- What to work on
**A)** Do the following statements agree with the Cuba policy statement below? For each, answer yes or no and quote the exact words of the text that decide it. (i) Aviva Chomsky teaches at Salem State University in Massachusetts. (ii) Obama rescinded the label that called Venezuela a threat to U.S. national security. (iii) Aviva Chomsky is the author of nine books.
**B)** Retype the passage of the Cuba policy statement below that runs between "AVIVA CHOMSKY, achomsky at" and "American studies program.", inclusive.
**C)** According to the Cuba policy statement below, which program does Aviva Chomsky coordinate at Salem State University?

-- start Page extract --

AVIVA CHOMSKY, achomsky at salemstate.edu
Aviva Chomsky is a historian, activist and author of eight books, including The Cuba Reader and A History of the Cuban Revolution. She teaches at Salem State University in Massachusetts, where she is also the coordinator of the Latin American studies program.

She said today: “President Obama has received a lot of credit for partially reversing half a century of hostility and taking steps to re-establish diplomatic relations with Cuba. He himself attributed the change to his recognition that ‘isolation has not worked.’ More likely, the threat of numerous Latin American leaders to boycott the Panama Summit if Cuba was prohibited from attending played a major role in both the recognition and the timing. Obama’s historic meeting with Raúl Castro led many to conclude that the end of the Cold War had finally arrived to the Americas.

“The end of the Cold War, maybe. But not the end to a much more deeply-rooted historical commitment on the part of the United States to impose its will on Latin American countries. Obama has not rescinded the U.S. intention to ‘change’ the Cuban government, or more generally, the U.S. assumption that it has the right to dictate to Latin American countries what kinds of government are acceptable. In the double-speak of U.S. foreign policy pronouncements, Obama claims that the United States will continue, by means other than diplomatic isolation, to attempt to bring about ‘democracy’; ‘freedom’; and ‘human rights’ in Cuba. From a Latin American perspective, the implication is clear: the United States reserves the right to determine what these grand terms mean, and impose its will. Meanwhile, the United States imposed sanctions on Venezuela, labeling the country an ‘unusual and extraordinary threat to the national security and foreign policy of the United States.’ Obama then claimed that Venezuela should not take the designation seriously, though he also refused to rescind it. While Latin America’s leaders have welcomed Obama’s apparent willingness to open dialogue, they are—and should be—wary that the same arrogant and aggressive policies are merely being offered with some new window dressing.”

-- end Page extract --
-- start Data --

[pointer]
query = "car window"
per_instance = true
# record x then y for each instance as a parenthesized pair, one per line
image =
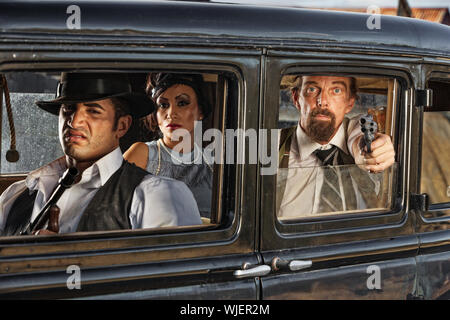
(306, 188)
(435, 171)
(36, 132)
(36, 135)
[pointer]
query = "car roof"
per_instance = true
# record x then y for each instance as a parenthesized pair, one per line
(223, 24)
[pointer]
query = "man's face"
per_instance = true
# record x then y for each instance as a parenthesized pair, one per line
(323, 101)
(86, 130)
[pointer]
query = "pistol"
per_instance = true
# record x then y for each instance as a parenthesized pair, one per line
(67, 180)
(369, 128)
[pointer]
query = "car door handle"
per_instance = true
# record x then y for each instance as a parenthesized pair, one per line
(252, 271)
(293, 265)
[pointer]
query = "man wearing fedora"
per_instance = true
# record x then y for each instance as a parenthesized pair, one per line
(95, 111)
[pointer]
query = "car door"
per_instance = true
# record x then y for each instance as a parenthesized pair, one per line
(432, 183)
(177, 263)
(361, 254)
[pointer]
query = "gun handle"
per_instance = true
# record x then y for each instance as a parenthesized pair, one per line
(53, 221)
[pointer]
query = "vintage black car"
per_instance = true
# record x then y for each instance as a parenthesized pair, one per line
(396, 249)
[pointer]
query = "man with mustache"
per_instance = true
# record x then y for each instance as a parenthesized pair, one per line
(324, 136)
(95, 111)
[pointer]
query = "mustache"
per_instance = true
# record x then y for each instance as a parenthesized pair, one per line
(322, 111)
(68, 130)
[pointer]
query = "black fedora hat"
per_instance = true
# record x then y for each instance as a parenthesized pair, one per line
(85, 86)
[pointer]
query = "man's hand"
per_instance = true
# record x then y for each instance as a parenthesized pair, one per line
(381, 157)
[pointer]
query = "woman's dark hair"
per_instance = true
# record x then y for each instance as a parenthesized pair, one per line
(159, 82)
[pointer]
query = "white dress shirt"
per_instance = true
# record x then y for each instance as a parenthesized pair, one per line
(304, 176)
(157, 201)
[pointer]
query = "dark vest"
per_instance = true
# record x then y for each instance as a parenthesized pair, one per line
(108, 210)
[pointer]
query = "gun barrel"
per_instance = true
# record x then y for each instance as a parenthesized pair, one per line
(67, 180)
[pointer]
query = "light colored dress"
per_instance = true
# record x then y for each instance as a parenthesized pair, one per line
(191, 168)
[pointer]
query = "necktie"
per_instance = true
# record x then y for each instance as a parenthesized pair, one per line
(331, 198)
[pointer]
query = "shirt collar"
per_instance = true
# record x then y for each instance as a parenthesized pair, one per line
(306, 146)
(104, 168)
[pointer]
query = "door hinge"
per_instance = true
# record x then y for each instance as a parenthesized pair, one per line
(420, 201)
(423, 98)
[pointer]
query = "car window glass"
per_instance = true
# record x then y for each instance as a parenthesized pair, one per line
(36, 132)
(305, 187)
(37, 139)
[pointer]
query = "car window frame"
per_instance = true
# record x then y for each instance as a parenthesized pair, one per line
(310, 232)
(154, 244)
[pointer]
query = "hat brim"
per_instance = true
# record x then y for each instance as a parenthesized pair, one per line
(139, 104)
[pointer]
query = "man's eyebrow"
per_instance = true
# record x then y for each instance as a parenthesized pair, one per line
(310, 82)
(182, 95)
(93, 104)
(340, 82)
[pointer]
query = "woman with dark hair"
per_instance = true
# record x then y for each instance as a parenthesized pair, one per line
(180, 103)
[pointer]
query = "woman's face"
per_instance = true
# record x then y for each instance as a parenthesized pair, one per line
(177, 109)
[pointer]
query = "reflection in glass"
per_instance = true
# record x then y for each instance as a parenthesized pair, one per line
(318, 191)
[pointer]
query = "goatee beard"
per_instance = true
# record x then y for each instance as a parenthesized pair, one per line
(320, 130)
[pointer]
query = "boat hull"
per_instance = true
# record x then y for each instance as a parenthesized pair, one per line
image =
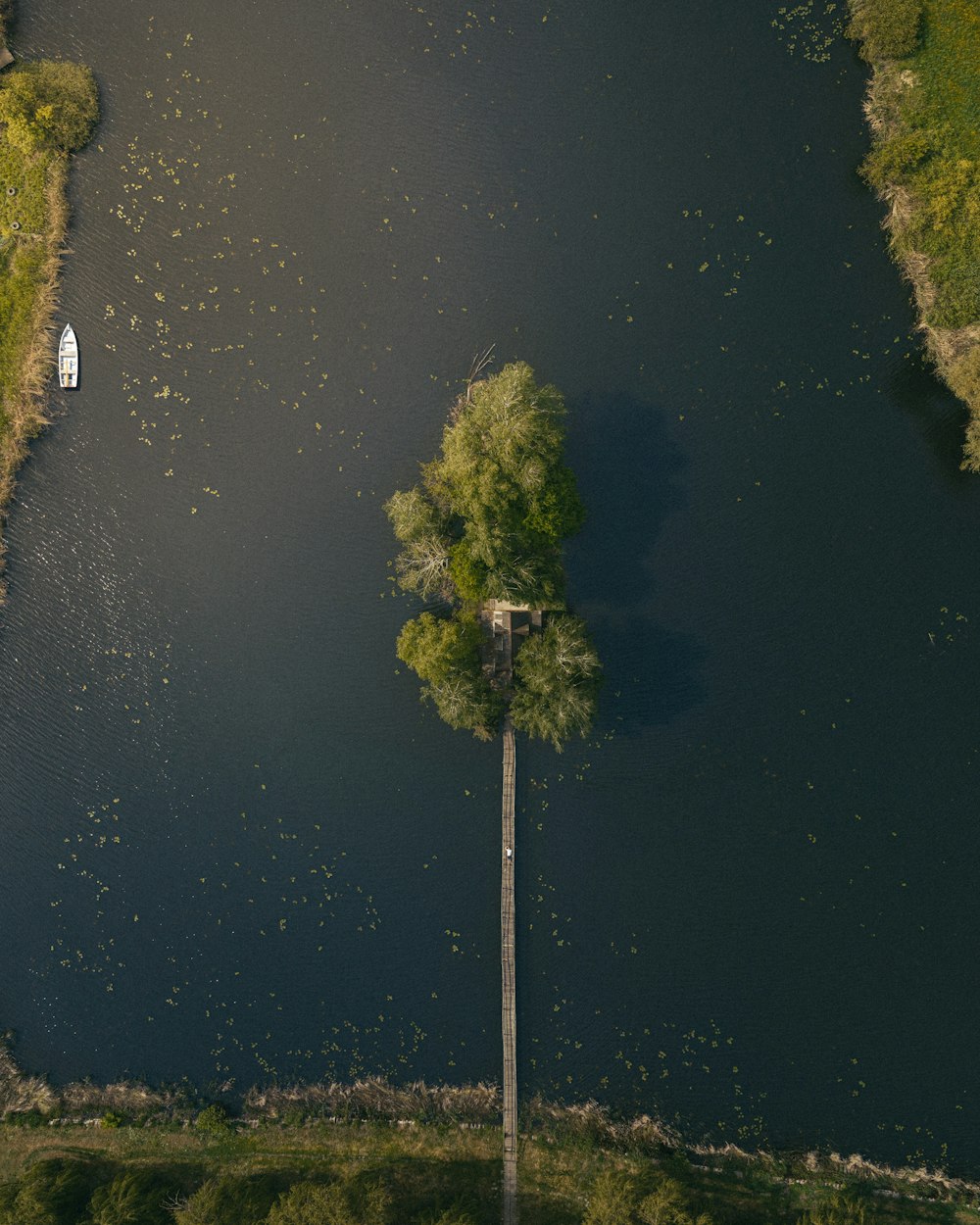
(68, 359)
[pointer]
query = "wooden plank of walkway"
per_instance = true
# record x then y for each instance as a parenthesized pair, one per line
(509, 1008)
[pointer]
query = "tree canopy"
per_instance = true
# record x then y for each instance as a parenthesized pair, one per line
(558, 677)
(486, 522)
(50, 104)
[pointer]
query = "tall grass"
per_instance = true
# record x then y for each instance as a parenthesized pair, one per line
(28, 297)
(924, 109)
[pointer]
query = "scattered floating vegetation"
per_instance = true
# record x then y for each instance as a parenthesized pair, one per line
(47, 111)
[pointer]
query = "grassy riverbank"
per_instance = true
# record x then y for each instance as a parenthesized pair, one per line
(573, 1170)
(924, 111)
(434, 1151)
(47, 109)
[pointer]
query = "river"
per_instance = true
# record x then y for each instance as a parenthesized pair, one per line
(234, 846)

-- end Data --

- Answers per task
**A)**
(i) Yes: "She teaches at Salem State University in Massachusetts"
(ii) No: "though he also refused to rescind it"
(iii) No: "author of eight books"

**B)**
AVIVA CHOMSKY, achomsky at salemstate.edu
Aviva Chomsky is a historian, activist and author of eight books, including The Cuba Reader and A History of the Cuban Revolution. She teaches at Salem State University in Massachusetts, where she is also the coordinator of the Latin American studies program.

**C)** She coordinates the Latin American studies program.